What you should do: Update the records below by replacing "MUST" with "SHOULD" everywhere it occurs, leaving every other word untouched.

╭─ Provided data

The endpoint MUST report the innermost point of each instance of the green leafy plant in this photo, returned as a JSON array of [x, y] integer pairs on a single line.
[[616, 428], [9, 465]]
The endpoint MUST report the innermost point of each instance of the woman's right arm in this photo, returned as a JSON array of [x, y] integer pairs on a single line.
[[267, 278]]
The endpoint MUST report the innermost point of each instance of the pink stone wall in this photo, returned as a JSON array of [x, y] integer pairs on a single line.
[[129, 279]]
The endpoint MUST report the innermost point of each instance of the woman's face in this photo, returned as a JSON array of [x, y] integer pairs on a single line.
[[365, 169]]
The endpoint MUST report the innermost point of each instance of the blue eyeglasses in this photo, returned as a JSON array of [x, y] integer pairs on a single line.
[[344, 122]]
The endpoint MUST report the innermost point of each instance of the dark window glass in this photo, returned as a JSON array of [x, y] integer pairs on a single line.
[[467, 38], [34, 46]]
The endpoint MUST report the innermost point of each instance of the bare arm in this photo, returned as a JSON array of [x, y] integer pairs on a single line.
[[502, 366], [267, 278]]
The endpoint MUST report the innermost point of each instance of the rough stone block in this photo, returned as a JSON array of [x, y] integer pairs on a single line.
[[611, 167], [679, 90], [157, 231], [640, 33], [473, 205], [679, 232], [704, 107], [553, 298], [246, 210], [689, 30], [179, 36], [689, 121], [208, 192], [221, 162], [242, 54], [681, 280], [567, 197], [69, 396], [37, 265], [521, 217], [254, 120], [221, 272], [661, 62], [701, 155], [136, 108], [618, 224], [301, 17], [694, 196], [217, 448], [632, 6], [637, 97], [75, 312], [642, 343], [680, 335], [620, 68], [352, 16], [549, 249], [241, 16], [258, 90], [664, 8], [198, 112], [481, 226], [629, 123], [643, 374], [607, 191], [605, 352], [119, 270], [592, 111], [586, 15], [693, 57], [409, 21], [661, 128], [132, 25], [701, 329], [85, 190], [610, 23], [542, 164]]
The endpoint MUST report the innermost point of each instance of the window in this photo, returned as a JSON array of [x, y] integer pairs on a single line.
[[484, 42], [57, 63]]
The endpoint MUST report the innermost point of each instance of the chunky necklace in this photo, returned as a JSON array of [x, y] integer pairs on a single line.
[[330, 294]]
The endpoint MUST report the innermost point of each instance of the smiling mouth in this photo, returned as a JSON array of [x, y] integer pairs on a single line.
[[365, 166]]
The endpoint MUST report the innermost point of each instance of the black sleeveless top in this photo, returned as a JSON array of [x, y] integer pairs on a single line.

╰─

Written solution:
The endpoint SHOULD report the innermost point of each instance of the green leafy plant in this photo, returned as a JSON array of [x, y] integer pairs on a single line.
[[616, 428], [9, 465]]
The endpoint SHOULD report the innermost point of each instance of the woman's right arm in this photo, returned as a JSON array of [x, y] integer pairs on a single line.
[[267, 278]]
The endpoint SHOULD report the innermost point of each instance of the pink stone wall in this photo, returned as a JSON array of [x, y] integer pairs on a single line.
[[129, 279]]
The endpoint SHOULD report the innermost point of each instance of the woman's face in this photo, returned as a JSON array of [x, y] integer pairs on a single line.
[[365, 169]]
The endpoint SHOULD report the innermost point of each instance of the blue eyeglasses in this photo, returned as a JSON array of [x, y] integer pairs on a single line.
[[344, 122]]
The endpoint SHOULD report the innermost point of each instance of the dark window glass in this photo, returned as a JSON array of [x, y] integer pairs on a single line.
[[467, 38], [34, 46]]
The endpoint SHOULD report the innermost point of each instance of the bare arm in this photo, returned as a JSON array of [x, y] integer pairs on a single line.
[[502, 366], [267, 278]]
The endpoint SHOULD report the innermost point of each instance of the rough stone block in this photo, returned as a JSON array of [x, y] integer pairs on a single line.
[[611, 167], [679, 90], [157, 231], [640, 33], [473, 205], [679, 232], [704, 107], [553, 298], [246, 210], [689, 30], [179, 36], [689, 121], [208, 192], [221, 162], [242, 54], [681, 280], [567, 197], [69, 396], [37, 265], [521, 217], [254, 120], [221, 272], [661, 62], [701, 155], [136, 108], [618, 224], [301, 17], [694, 196], [217, 448], [632, 6], [637, 97], [75, 312], [642, 343], [680, 335], [620, 68], [352, 16], [549, 249], [241, 16], [258, 90], [664, 8], [198, 112], [481, 226], [629, 123], [643, 374], [607, 191], [605, 352], [119, 270], [592, 111], [586, 15], [693, 57], [409, 21], [661, 128], [132, 25], [701, 329], [85, 190], [610, 23], [542, 164]]
The endpoint SHOULD report the innermost point of each instance of the window in this photo, returned as a JSON array of [x, y] integer pairs on a single line.
[[484, 42], [57, 63]]
The endpoint SHOULD report the innermost point of each instance of the chunky necklace in this photo, returned as a JSON array of [x, y] integer pairs on a single line.
[[330, 294]]
The endpoint SHOULD report the innermost point of each instance of the smiling mouth in this photo, returned as a JSON array of [x, y] integer pairs on a single line.
[[365, 166]]
The endpoint SHOULD report the innermost point of each instance of the black sleeveless top in this photo, returned as a JSON array of [x, y] integer pairs on a single line.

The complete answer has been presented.